Claire Fieschi : C'est un rassemblement pour les patients et le personnel. Le service est menacé à très court terme de fermeture en raison d'une pénurie qu'on n'a jamais vue d'infirmières de nuit spécialisées pour prendre en charge nos patients qui sont hospitalisés. Leur effectif s'est réduit au cours des dernières années. On a 12 postes budgétés et il n'y a plus que deux infirmières dont une devrait partir dans le courant de l'été. Ce n'est plus tenable parce qu'il faut qu'il y ait au moins deux infirmières la nuit pour s'occuper de nos patients puisqu'on a déjà fermé un certain nombre de lits à cause de ces problèmes.
Les infirmières de jour ont beaucoup aidé en passant de nuit alors que leurs contrats sont des contrats de jour, elles ont une rémunération absolument dérisoire d'un peu plus de neuf euros par nuit pour faire ce travail.
Claire Fieschi, médecin à l'hôpital Saint-Louisà franceinfo
Elles sont épuisées par cette situation et surtout on ne voit pas tellement, à moyen terme, comment on va pouvoir continuer à assurer la qualité des soins qu'on assurait jusque-là. C'est ce qui nous menace de fermeture en dépit des efforts de tous et en particulier des directions.
L'AP-HP pense que la situation s'améliorera à l'automne. Est-ce trop tard ?

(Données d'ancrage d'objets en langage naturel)
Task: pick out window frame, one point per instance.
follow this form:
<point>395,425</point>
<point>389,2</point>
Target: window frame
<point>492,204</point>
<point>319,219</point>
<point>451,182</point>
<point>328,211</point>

§ **OBJECTIF DE LA TÂCHE**
Dressez la liste de tous les noms propres présents dans le texte source sur la pénurie d'infirmières de nuit.

§ **VOTRE RÉPONSE**
- Claire Fieschi
- Saint-Louis
- franceinfo
- AP-HP